### What to work on
Scan the records for "below". Show the matching lines.

### Raw data
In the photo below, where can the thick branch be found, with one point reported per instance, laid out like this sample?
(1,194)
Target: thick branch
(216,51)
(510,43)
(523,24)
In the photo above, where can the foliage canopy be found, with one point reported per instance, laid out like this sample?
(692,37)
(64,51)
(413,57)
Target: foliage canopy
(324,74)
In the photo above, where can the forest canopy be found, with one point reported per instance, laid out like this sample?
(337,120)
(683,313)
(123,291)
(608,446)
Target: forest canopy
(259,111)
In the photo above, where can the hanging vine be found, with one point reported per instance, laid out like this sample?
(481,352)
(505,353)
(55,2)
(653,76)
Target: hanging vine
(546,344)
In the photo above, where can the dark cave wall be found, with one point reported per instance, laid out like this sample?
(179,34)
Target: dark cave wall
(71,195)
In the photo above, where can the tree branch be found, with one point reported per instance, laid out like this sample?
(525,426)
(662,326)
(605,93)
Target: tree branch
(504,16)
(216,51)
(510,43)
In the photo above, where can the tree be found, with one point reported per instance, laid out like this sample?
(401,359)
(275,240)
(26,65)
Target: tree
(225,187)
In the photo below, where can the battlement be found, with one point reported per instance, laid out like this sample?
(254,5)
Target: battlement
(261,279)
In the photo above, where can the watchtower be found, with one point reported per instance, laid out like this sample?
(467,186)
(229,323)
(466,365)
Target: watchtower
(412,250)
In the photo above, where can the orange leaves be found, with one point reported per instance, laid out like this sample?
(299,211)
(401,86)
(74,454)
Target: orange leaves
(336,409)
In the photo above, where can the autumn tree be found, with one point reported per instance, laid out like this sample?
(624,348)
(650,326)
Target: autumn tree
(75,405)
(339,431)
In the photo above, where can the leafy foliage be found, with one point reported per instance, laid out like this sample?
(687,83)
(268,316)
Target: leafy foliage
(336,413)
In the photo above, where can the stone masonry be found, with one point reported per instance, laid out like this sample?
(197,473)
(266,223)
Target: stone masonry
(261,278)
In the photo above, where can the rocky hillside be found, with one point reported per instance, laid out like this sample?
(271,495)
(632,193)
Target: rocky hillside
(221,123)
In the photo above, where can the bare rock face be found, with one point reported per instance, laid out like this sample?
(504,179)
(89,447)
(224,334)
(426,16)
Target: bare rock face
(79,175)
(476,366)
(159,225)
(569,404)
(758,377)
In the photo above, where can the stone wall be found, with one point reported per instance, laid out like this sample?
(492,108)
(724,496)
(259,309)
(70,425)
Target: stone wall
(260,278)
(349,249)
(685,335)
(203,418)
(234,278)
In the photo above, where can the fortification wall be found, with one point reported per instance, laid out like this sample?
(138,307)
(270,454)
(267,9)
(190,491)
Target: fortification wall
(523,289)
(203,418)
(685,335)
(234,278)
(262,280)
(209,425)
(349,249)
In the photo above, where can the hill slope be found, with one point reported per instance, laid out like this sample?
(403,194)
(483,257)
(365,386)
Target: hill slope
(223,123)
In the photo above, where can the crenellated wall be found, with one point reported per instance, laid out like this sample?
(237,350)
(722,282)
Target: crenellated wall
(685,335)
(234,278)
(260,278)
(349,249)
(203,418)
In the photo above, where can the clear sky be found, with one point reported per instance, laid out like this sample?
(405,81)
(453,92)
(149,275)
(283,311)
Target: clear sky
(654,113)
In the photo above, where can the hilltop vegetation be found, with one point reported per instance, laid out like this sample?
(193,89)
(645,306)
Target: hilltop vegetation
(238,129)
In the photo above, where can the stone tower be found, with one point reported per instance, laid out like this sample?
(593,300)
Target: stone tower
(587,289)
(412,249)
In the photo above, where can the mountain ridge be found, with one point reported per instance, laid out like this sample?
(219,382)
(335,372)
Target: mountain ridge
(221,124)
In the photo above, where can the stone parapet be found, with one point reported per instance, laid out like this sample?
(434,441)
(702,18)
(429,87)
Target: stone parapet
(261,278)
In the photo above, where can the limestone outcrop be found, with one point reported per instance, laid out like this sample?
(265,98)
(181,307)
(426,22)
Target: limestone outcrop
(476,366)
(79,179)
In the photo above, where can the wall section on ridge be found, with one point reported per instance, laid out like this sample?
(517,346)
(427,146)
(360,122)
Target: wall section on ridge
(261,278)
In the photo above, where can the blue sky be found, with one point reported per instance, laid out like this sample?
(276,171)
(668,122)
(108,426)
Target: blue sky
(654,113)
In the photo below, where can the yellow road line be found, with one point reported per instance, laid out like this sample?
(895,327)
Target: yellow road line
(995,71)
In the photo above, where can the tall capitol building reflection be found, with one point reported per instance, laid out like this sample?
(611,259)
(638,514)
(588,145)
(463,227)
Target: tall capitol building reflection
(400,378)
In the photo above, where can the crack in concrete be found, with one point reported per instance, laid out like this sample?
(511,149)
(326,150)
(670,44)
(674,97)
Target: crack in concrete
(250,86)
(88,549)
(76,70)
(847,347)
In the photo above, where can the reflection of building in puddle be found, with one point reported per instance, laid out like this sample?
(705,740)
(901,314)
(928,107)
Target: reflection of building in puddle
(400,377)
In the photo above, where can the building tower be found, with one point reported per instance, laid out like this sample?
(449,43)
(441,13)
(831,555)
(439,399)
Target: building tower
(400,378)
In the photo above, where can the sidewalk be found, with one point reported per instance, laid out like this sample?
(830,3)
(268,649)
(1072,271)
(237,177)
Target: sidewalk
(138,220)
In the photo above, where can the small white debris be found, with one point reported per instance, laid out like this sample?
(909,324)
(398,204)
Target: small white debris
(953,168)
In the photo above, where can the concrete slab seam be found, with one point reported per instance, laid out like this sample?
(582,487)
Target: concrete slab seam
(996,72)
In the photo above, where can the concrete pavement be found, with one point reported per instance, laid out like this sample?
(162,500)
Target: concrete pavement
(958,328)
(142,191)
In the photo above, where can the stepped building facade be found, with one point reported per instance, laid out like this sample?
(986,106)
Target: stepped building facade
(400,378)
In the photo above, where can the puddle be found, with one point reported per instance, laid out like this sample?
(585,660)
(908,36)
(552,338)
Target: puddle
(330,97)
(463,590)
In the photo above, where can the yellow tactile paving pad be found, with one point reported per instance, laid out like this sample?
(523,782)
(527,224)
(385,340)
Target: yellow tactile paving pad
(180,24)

### Task result
In the photo below, where can the thick branch be found, with one point reported per instance, laid out like this sample?
In the photo below, where can the battlement be found, with one point reported per instance, laid out like this sample?
In the photo below, where can the yellow road line be found, with one point reported per instance, laid out like this sample?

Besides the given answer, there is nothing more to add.